▶ _Given request 1_:
Decide whether each statement below agrees with the FFI type documentation. Answer (a), (b) and (c) with yes or no, and quote the deciding words of the documentation exactly.
(a) The `_scheme` type is useful only for libraries that are aware of PLT Scheme's C API.
(b) The `_cprocedure` type is based on `_fpointer`.
(c) Using a `_cprocedure` type to pass a foreign function pointer to a foreign function is efficient.
▶ _Given request 2_:
Using the FFI type documentation, answer these three questions on separate lines, labeling each answer (a), (b) or (c).
(a) Which type of PLT Scheme's C API does `_scheme` correspond to?
(b) What does using `_fpointer` pointers avoid?
(c) What two things specify the new function type that `_cprocedure` creates?
▶ _Given request 3_:
Print everything in the FFI type documentation from "Otherwise, @scheme[_cprocedure] should" down to "list and @scheme[output-type].".

See @secref["tagged-pointers"] for creating pointer types that use
these tags for safety.}
@defthing[_scheme ctype?]{
This type can be used with any Scheme object; it corresponds to the
@cpp{Scheme_Object*} type of PLT Scheme's C API (see
@|InsideMzScheme|). It is useful only for libraries that are aware of
PLT Scheme's C API.}
@defthing[_fpointer ctype?]{
Similar to @scheme[_pointer], except that it should be used with
function pointers. Using these pointers avoids one dereferencing,
which is the proper way of dealing with function pointers. This type
should be used only in rare situations where you need to pass a
foreign function pointer to a foreign function; using a
@scheme[_cprocedure] type is possible for such situations, but
inefficient, as every call will go through Scheme unnecessarily.
Otherwise, @scheme[_cprocedure] should be used (it is based on
@scheme[_fpointer]).}
@; ------------------------------------------------------------
@section[#:tag "foreign:procedures"]{Function Types}
@defproc[(_cprocedure [input-types (list ctype?)]
[output-type ctype?]
[wrapper (or false/c (procedure? . -> . procedure?)) #f]) any]{
A type constructor that creates a new function type, which is
specified by the given @scheme[input-types] list and @scheme[output-type].

▶ _Record extracts_:
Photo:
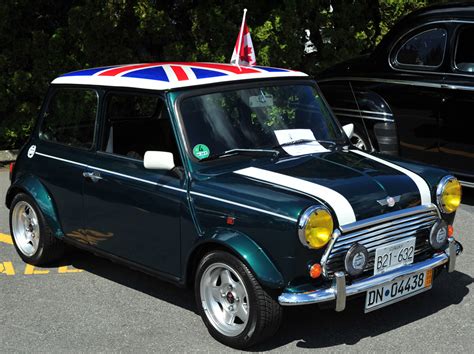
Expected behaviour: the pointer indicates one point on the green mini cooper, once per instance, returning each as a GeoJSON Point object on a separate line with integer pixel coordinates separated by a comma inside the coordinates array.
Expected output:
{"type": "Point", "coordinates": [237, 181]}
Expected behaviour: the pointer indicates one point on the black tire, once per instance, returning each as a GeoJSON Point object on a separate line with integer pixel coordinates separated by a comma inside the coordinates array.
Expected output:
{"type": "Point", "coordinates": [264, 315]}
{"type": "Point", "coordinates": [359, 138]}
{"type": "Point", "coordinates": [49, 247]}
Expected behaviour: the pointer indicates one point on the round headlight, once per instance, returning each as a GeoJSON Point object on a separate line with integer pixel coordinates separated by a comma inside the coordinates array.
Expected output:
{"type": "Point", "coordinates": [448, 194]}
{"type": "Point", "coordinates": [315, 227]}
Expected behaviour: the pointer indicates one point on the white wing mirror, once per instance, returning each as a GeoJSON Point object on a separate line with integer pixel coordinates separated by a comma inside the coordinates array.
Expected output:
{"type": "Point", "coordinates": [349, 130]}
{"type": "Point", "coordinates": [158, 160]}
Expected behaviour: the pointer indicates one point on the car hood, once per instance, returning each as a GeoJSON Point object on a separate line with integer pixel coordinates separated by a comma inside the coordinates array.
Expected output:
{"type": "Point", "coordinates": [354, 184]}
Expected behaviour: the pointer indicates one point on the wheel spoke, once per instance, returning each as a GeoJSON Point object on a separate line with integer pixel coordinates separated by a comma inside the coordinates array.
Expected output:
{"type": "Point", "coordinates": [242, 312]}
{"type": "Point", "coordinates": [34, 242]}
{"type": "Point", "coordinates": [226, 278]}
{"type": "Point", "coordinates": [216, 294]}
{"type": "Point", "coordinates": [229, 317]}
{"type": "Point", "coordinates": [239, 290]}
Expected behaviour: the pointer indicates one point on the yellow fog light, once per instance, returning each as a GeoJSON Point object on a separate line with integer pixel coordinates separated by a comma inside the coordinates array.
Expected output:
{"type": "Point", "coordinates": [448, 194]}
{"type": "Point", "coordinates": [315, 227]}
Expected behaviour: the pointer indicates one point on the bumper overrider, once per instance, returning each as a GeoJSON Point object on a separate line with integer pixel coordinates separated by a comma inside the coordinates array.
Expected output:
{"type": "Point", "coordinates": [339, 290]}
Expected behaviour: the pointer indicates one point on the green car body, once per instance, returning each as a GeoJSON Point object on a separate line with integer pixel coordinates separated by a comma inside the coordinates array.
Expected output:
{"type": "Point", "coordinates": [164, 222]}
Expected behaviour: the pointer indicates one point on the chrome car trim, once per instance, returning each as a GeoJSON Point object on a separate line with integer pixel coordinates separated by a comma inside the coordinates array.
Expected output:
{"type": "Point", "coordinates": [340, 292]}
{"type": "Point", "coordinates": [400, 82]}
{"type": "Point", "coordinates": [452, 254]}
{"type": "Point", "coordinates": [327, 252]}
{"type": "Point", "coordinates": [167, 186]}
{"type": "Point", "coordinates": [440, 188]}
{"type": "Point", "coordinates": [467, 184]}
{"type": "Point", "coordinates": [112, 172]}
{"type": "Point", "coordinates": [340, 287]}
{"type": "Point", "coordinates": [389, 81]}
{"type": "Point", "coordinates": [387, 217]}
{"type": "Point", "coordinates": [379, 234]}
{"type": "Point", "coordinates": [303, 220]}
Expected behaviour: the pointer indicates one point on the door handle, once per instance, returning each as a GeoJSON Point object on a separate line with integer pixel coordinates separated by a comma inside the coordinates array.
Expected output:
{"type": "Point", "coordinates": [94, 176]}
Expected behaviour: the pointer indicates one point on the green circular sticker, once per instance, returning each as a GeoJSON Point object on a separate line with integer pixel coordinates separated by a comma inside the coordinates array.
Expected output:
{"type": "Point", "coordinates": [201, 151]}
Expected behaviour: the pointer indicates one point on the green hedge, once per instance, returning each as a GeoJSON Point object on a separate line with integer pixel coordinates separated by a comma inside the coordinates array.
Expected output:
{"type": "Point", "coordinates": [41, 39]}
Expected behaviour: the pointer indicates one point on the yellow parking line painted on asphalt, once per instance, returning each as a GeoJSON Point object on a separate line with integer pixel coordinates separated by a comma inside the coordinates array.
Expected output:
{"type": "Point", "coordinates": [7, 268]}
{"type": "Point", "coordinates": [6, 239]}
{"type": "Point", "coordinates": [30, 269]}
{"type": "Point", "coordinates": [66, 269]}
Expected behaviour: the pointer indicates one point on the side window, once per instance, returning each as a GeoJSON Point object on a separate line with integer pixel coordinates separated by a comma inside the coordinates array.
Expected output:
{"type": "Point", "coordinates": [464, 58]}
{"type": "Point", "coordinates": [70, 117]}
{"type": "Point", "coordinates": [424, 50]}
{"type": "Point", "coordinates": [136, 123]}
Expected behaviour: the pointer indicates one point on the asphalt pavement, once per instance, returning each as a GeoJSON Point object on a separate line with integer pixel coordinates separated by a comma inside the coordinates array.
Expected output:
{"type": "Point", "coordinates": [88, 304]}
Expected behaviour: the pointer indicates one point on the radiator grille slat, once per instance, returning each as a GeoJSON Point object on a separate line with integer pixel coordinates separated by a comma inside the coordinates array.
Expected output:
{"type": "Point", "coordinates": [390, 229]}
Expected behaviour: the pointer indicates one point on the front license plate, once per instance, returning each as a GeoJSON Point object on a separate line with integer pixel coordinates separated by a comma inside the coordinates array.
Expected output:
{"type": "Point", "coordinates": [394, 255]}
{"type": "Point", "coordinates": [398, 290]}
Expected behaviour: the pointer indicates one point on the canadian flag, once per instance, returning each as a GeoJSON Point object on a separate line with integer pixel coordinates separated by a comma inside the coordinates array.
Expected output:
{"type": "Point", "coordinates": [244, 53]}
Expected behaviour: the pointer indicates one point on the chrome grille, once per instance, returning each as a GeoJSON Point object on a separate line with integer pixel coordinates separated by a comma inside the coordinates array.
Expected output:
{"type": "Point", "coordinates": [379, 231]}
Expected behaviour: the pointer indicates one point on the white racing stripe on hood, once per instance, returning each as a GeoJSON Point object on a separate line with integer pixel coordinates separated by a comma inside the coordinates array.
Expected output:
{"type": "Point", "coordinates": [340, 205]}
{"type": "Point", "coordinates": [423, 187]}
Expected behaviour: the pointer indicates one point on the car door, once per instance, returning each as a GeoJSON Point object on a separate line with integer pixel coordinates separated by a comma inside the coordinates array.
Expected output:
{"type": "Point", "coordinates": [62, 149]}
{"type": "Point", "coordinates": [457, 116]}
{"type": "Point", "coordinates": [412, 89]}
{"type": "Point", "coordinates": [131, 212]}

▶ _Result 1_:
(a) Yes: "It is useful only for libraries that are aware of PLT Scheme's C API."
(b) Yes: "Otherwise, @scheme[_cprocedure] should be used (it is based on @scheme[_fpointer])."
(c) No: "using a @scheme[_cprocedure] type is possible for such situations, but inefficient, as every call will go through Scheme unnecessarily."

▶ _Result 2_:
(a) `Scheme_Object*`
(b) One dereferencing
(c) The given `input-types` list and the `output-type`

▶ _Result 3_:
Otherwise, @scheme[_cprocedure] should be used (it is based on
@scheme[_fpointer]).}
@; ------------------------------------------------------------
@section[#:tag "foreign:procedures"]{Function Types}
@defproc[(_cprocedure [input-types (list ctype?)]
[output-type ctype?]
[wrapper (or false/c (procedure? . -> . procedure?)) #f]) any]{
A type constructor that creates a new function type, which is
specified by the given @scheme[input-types] list and @scheme[output-type].